Text block ▸
Content starts

Nasopharyngeal Polyps in Animals
Nasopharyngeal polyps are uncommon, benign, smooth, pink, fleshy, pedunculated, inflammatory growths of connective tissue found in the external ear canals of young cats. They arise from the mucosal lining of the tympanic bulla, the pharyngeal mucosa, or the auditory tube. Although some cats may not demonstrate clinical signs associated with middle ear polyps, extension of the polyps may lead to otitis externa, otitis interna, or nasopharyngitis. These polyps may be congenital or may result from chronic bacterial otitis media, commonly found in cats with upper respiratory diseases. They are rarely found in dogs. They are not neoplastic, and viruses have not been identified in polyp tissue. Clinical signs are associated with the area of extension and are typically chronic and progressive. Clinical signs include:
Diagnosis of nasopharyngeal polyps involves sedation and deep otoscopic examination of the horizontal canal. Purulent discharge from the bulla may need to be flushed and suctioned from the ear canal to visualize the polyp. The tympanic membrane may be intact if the polyp has not extended to the external ear. Use of a video otoscope greatly facilitates visualization and treatment of polyps. When evaluating cats for inflammatory polyps, both ear canals and the nasopharynx should be evaluated so as not to miss any potential masses. Nasopharyngeal polyps originating from the eustachian tube may be seen by retracting the soft palate rostrally. Radiography of the bullae may reveal an opacity in the affected bulla. CT or MRI may be helpful if a mass is suspected in the tympanic bulla that cannot be seen otoscopically. Definitive diagnosis is made via histopathology.

Content ends

Study material ▸
Content starts

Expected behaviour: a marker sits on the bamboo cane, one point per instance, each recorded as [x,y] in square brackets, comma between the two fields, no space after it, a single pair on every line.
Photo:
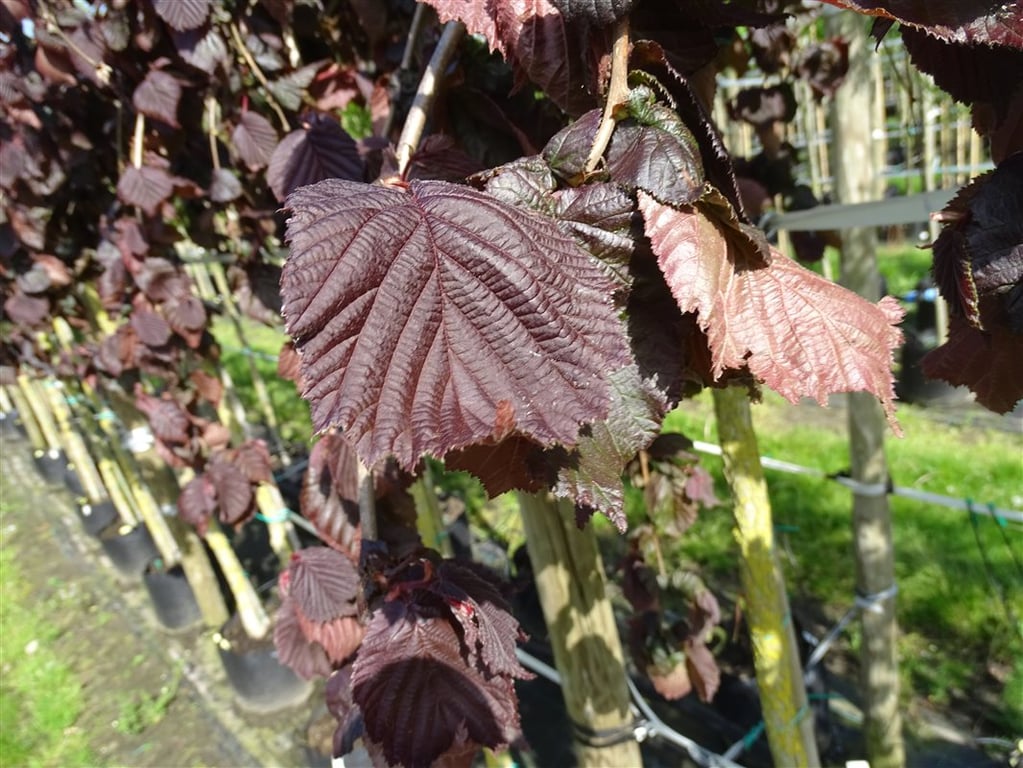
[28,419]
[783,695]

Content ends
Content starts

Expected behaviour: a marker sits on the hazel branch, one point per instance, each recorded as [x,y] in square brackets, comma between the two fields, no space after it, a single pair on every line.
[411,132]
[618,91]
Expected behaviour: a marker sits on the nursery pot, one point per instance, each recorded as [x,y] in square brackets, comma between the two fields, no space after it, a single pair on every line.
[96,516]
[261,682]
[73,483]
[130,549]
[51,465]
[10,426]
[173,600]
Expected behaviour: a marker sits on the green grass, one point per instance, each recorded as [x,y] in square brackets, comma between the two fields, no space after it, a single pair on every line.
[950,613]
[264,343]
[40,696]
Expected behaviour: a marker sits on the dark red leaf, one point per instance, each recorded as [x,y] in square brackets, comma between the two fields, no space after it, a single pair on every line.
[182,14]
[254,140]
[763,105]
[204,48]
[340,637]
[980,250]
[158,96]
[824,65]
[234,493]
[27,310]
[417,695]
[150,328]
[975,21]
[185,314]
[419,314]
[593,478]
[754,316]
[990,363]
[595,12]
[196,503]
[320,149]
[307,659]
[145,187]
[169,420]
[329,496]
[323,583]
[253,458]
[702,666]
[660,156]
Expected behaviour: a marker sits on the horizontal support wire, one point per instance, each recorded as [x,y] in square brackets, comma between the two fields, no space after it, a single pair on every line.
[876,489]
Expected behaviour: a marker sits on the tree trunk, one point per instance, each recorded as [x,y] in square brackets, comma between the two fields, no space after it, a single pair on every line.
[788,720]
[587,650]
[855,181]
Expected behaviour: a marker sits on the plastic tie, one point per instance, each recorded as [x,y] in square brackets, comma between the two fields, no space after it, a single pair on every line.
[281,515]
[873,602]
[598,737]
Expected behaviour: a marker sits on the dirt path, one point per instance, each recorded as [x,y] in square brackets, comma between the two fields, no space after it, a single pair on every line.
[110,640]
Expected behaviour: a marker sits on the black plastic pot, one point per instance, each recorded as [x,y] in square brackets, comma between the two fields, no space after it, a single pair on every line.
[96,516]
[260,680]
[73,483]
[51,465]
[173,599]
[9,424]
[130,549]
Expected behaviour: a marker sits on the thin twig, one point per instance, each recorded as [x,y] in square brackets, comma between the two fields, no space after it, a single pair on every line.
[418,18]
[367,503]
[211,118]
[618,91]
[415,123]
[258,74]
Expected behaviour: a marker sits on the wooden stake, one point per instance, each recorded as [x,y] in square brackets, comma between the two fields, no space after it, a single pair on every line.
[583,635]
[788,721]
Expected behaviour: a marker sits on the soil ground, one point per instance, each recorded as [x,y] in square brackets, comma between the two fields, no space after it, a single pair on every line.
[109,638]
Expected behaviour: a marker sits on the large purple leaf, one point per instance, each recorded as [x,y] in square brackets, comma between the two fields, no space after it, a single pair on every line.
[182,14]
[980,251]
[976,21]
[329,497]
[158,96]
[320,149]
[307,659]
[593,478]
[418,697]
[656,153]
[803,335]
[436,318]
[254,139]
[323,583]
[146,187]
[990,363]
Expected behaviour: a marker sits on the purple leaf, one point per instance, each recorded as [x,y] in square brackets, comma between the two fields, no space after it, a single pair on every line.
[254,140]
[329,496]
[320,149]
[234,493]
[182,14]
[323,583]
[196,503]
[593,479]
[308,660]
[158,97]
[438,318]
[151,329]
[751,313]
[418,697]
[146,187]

Content ends
Content starts

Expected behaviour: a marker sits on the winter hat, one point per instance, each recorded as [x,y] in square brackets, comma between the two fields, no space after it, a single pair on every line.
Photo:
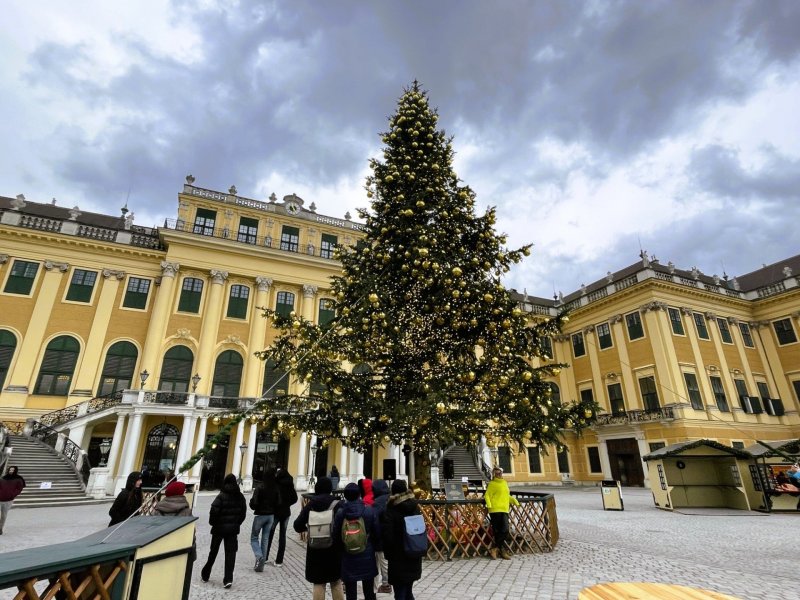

Content ends

Activities ▸
a) According to the nasopharyngeal polyps text, how is a definitive diagnosis made?
b) List every place the nasopharyngeal polyps text says these polyps arise from.
c) Continue the nasopharyngeal polyps text from where it stops.

Answers to the tasks ▸
a) Via histopathology.

b) The mucosal lining of the tympanic bulla, the pharyngeal mucosa, and the auditory tube.

c)
There are both minimally invasive and surgical techniques to remove polyps. The most simple is traction avulsion, which may have a lower recurrence rate if performed with a lateral approach and the stalk is removed. Although this is a reasonable first-line approach, a ventral bulla osteotomy is considered the treatment of choice by some surgeons. In cats with chronic otitis and subsequent stenosis of the horizontal ear canal, this may be the only way to approach the mass. Incomplete removal of the base of the polyp by traction avulsion alone leads to rapid regrowth and return of clinical signs in 15%–50% of cats. Topical steroids in the bulla for 30–45 days seems to retard this regrowth. Systemic antibiotic therapy for the bacterial otitis media is also indicated.